:: MATERIAL SUPPLIED
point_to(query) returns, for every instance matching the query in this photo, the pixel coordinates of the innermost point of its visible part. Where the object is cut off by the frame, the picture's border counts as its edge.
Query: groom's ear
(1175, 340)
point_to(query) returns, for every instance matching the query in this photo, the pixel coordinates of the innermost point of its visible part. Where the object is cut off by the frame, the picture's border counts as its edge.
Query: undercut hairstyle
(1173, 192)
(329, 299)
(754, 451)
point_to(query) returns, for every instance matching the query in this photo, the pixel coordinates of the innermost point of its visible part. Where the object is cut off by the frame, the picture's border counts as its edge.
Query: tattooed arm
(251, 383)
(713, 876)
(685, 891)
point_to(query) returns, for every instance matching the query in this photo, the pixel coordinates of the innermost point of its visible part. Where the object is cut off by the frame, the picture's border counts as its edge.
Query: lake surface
::::
:: MATERIAL SUPPLIED
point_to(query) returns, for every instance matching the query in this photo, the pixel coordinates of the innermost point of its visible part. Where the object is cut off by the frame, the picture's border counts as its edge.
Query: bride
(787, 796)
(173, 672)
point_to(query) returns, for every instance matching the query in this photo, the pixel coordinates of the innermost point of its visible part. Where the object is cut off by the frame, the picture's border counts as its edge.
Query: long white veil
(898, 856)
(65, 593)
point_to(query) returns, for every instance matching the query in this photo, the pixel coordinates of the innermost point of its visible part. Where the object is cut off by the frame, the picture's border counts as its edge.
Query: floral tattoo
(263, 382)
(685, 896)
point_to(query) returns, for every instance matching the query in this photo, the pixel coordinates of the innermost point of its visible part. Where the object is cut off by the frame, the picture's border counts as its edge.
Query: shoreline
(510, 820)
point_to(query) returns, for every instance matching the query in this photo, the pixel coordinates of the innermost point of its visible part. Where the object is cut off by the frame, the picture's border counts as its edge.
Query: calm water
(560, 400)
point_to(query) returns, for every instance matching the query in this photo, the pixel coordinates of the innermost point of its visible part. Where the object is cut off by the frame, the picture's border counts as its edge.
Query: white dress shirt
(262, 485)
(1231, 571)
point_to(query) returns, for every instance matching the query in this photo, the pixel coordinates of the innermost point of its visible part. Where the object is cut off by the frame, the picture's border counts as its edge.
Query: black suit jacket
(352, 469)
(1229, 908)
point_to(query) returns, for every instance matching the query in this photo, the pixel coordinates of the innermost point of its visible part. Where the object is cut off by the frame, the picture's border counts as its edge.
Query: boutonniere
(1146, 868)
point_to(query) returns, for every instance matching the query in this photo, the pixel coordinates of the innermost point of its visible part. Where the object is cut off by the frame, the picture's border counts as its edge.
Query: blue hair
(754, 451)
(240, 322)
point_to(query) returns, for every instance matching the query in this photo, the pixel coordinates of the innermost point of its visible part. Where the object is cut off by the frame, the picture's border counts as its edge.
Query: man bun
::::
_WORK INSTRUCTIONS:_ From the records above, repeat exactly the lines from the one with "Query: boutonniere" through the one with "Query: man bun", both included.

_EXERCISE ANSWER:_
Query: boutonniere
(1146, 868)
point_to(query) returns, for every instance matching the query in this photo, the pixel coordinates of the innermost point of its visible part. Where the object is cut off by the frame, the picture's border counts as its edge.
Query: blue hair
(754, 451)
(240, 322)
point_to(query) returns, for every instance matching the query in this photo, the pixel coordinates of the innermost point of its visible part. Where the object is cut off by the frame, the picture's border counts as its edge.
Query: man bun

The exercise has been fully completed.